── Given records

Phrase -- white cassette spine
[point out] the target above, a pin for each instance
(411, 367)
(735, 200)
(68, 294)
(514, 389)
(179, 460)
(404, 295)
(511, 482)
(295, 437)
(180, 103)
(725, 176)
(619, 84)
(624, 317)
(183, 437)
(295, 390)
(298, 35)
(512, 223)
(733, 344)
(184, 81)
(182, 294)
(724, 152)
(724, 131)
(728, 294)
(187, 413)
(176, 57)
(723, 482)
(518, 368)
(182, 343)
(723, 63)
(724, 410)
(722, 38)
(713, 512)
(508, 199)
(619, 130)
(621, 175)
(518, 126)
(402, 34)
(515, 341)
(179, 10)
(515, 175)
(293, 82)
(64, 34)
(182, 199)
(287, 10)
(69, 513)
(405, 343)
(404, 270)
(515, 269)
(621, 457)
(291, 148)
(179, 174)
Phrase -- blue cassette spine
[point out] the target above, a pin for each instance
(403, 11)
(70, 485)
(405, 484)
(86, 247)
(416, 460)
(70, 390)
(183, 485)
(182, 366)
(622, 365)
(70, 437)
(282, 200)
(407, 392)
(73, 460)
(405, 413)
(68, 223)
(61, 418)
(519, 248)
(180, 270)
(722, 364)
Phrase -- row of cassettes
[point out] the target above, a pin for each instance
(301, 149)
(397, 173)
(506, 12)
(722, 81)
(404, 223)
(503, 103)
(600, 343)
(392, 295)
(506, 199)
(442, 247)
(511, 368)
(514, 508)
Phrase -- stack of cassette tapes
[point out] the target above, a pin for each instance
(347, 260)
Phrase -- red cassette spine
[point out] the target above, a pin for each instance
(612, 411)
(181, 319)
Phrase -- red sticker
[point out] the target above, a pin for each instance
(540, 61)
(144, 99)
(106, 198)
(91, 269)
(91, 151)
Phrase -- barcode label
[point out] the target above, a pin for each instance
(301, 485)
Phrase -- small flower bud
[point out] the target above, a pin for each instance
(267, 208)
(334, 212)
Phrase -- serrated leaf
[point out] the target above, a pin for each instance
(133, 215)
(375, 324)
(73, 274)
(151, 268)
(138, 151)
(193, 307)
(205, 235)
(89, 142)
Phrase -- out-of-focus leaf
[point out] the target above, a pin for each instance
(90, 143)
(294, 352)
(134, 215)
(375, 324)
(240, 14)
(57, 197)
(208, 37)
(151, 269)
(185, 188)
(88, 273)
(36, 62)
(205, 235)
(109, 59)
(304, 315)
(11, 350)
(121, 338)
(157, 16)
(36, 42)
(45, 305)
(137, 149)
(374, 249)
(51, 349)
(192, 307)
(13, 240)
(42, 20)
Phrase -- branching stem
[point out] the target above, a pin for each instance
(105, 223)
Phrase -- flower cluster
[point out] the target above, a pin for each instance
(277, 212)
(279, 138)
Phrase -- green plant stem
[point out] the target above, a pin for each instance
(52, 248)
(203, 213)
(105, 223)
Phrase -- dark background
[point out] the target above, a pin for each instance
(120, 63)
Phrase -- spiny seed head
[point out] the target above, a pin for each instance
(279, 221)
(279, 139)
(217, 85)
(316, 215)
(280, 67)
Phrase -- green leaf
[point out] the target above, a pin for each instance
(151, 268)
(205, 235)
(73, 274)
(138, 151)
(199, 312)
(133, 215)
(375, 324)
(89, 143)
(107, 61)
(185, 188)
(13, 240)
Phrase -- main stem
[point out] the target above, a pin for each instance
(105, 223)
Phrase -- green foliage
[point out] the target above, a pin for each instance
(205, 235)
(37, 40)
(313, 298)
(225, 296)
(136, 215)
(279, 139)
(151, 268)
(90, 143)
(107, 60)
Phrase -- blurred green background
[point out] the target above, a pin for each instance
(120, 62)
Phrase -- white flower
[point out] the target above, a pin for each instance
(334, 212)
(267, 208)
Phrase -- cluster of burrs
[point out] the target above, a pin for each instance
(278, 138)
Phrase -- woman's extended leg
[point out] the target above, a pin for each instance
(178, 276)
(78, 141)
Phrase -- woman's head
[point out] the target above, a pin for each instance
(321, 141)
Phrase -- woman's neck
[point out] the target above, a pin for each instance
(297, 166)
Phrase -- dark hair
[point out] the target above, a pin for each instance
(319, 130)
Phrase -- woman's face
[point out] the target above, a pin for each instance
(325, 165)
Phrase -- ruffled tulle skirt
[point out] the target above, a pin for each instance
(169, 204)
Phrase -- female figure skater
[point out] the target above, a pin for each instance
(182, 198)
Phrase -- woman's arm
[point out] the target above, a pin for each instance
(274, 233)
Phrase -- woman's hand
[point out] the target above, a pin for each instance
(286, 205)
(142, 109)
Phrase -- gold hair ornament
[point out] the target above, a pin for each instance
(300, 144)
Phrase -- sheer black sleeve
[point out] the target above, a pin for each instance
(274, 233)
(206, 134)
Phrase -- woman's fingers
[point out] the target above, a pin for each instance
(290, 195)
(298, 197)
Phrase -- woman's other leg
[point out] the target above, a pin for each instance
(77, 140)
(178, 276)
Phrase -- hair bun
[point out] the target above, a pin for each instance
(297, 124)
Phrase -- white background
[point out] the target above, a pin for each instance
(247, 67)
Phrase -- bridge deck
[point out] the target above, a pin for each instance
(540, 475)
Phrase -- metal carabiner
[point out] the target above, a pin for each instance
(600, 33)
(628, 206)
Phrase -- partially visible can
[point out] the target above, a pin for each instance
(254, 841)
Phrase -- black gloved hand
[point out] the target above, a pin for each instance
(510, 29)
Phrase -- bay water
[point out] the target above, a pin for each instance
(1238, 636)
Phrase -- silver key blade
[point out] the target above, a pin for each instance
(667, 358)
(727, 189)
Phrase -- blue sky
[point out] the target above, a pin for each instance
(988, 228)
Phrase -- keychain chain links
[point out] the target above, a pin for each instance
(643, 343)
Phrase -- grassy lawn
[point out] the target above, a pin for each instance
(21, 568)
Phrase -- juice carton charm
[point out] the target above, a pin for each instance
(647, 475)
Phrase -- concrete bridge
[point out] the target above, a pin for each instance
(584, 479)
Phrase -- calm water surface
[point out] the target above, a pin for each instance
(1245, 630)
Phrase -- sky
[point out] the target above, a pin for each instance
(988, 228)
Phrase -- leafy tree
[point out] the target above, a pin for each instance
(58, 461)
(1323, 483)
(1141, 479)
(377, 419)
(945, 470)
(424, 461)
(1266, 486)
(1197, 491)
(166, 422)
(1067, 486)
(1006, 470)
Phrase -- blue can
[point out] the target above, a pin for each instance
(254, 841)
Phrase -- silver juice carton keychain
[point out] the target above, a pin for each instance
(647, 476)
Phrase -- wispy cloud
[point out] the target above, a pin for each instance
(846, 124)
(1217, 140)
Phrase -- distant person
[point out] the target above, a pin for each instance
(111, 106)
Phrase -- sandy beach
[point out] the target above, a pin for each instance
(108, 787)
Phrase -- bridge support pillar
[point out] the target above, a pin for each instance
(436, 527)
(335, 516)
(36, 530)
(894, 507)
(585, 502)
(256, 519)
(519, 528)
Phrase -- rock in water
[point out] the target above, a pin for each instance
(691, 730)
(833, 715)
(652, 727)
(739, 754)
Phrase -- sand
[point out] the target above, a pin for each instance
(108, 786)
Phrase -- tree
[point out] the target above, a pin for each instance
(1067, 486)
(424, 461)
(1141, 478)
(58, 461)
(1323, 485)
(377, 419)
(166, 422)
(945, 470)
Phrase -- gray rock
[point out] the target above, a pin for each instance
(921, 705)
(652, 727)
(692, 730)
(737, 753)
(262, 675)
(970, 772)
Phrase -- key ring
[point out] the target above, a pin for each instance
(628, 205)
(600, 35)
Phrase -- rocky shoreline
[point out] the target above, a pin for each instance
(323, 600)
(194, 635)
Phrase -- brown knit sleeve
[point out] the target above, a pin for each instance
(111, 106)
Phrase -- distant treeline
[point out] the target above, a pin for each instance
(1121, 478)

────

▶ Problem description
The lines beginning with the one that holds "Phrase -- brown knit sleeve" and ending with the last line of the data above are to be reproduced exactly, and nothing else.

▶ Result of this exercise
Phrase -- brown knit sleeve
[point out] the target above, a pin for each instance
(111, 106)
Phrase -- distant treeline
[point out] the target above, a pin for each instance
(1121, 478)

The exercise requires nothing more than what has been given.